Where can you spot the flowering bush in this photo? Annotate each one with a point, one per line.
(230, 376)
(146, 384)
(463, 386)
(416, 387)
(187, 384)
+--
ACTION ITEM = Restate all entries above verbatim.

ANSWER SPACE =
Where can you spot the flowering bush in this photo? Annotate each one with a point, one per line.
(230, 376)
(146, 384)
(463, 386)
(416, 387)
(187, 384)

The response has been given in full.